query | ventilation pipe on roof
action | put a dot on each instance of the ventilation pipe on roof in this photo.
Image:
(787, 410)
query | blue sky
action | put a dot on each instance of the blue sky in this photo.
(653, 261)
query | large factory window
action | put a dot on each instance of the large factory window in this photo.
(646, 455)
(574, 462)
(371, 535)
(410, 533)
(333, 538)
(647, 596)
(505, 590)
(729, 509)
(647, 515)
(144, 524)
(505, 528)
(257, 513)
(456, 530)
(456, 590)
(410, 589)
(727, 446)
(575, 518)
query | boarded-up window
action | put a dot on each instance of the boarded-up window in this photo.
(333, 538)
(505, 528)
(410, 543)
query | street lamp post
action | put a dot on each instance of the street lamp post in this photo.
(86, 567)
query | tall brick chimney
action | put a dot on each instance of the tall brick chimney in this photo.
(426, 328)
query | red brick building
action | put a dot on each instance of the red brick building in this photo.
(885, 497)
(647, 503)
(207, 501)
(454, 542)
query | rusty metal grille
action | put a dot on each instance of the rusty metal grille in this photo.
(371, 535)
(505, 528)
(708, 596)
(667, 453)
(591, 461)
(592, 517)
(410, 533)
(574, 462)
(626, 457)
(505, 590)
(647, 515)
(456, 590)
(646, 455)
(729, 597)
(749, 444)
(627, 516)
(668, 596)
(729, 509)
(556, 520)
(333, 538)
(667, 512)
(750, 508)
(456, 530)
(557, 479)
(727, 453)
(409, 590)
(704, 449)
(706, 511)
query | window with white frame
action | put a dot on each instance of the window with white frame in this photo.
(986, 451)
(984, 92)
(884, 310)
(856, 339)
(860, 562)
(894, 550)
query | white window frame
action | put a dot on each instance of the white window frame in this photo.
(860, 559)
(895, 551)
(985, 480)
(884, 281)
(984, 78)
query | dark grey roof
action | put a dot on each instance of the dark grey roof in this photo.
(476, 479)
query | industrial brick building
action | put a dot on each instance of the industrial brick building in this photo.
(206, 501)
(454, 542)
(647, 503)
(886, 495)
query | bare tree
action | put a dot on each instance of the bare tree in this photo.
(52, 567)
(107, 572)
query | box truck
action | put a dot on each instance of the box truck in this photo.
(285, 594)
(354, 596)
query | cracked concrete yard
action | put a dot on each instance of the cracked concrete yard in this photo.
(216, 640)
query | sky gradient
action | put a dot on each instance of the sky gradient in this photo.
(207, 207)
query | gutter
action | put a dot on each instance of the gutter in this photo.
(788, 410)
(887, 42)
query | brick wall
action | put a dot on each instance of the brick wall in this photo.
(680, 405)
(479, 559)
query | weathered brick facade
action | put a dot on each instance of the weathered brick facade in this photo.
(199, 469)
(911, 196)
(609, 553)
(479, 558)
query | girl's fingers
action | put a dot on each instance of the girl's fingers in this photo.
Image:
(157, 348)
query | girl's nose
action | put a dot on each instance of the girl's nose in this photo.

* * * * * * *

GOAL OF THE EXERCISE
Convert every line of the rows above into a JSON list of strings, with one string per line and blank lines omitted.

SOLUTION TO THE PROBLEM
[
  "query | ventilation pipe on roof",
  "action | put a dot on each instance of the ventilation pipe on roof in this photo.",
  "Image:",
  "(787, 410)",
  "query | blue sky",
  "action | put a dot on each instance of the blue sky in this photo.",
  "(653, 261)",
  "query | large factory window",
  "action | put a dot on each instance of the large factory window in this photo.",
  "(646, 455)",
  "(574, 462)",
  "(371, 535)",
  "(410, 533)",
  "(333, 538)",
  "(647, 596)",
  "(505, 590)",
  "(729, 509)",
  "(647, 515)",
  "(144, 524)",
  "(505, 528)",
  "(257, 513)",
  "(456, 530)",
  "(456, 590)",
  "(410, 589)",
  "(727, 446)",
  "(575, 518)",
  "query | boarded-up window",
  "action | put a dot on each instance of the boarded-up window in this photo.",
  "(333, 538)",
  "(505, 528)",
  "(410, 543)",
  "query | street lamp post",
  "action | put a dot on each instance of the street lamp post in this photo.",
  "(86, 567)",
  "query | tall brick chimney",
  "action | put a dot on each instance of the tall brick chimney in this photo.",
  "(426, 328)",
  "query | red brick building",
  "action | put a dot on each instance of the red brick building in this photo.",
  "(885, 497)",
  "(647, 503)",
  "(207, 501)",
  "(454, 542)",
  "query | rusty metal grille",
  "action | put a dot on each instance of the rusty metal grille in this photo.",
  "(371, 535)",
  "(505, 528)",
  "(708, 596)",
  "(667, 453)",
  "(591, 461)",
  "(592, 517)",
  "(410, 533)",
  "(574, 462)",
  "(626, 457)",
  "(505, 590)",
  "(647, 515)",
  "(456, 590)",
  "(646, 455)",
  "(729, 597)",
  "(749, 444)",
  "(627, 516)",
  "(668, 596)",
  "(729, 509)",
  "(556, 520)",
  "(333, 538)",
  "(667, 512)",
  "(750, 508)",
  "(456, 530)",
  "(557, 479)",
  "(727, 453)",
  "(409, 590)",
  "(704, 449)",
  "(706, 511)",
  "query | window with white frame",
  "action | put a dot on each instance of the window with white frame in this photo.",
  "(986, 451)",
  "(984, 92)",
  "(884, 310)",
  "(856, 339)",
  "(860, 562)",
  "(894, 550)",
  "query | white window frame",
  "action | put a dot on each instance of the white window frame in this photo.",
  "(860, 559)",
  "(895, 551)",
  "(985, 480)",
  "(884, 281)",
  "(984, 78)",
  "query | dark grey roof",
  "action | put a dot on each instance of the dark grey roof in this photo.",
  "(476, 479)",
  "query | industrial brick building",
  "action | put a dot on each instance of the industrial brick building in this photo.",
  "(206, 501)",
  "(454, 542)",
  "(647, 503)",
  "(886, 495)",
  "query | bare tree",
  "action | put a dot on each instance of the bare tree in this photo.",
  "(52, 567)",
  "(107, 572)",
  "query | box truck",
  "action | put a dot on each instance of the box truck in this photo.",
  "(285, 594)",
  "(354, 596)",
  "query | cracked concrete yard",
  "action | put a dot on each instance of the cracked concrete yard in this photo.",
  "(216, 640)",
  "query | sky gradient",
  "action | put a dot on each instance of the sky gradient in this photo.",
  "(207, 207)",
  "query | gutter",
  "action | put a dot on each instance of the gutter in this photo.",
  "(788, 410)",
  "(887, 42)",
  "query | brick wall",
  "action | put a dot on each instance of the brick wall in this photo.",
  "(680, 405)",
  "(479, 559)",
  "query | weathered brick facade",
  "action | put a dot on each instance of the weathered brick facade in this photo.",
  "(199, 469)",
  "(911, 196)",
  "(609, 553)",
  "(479, 558)",
  "query | girl's fingers",
  "action | put a dot on each instance of the girl's fingers in this photo.",
  "Image:",
  "(157, 348)",
  "query | girl's nose",
  "action | put a dot on each instance of the girl's nose in this photo."
]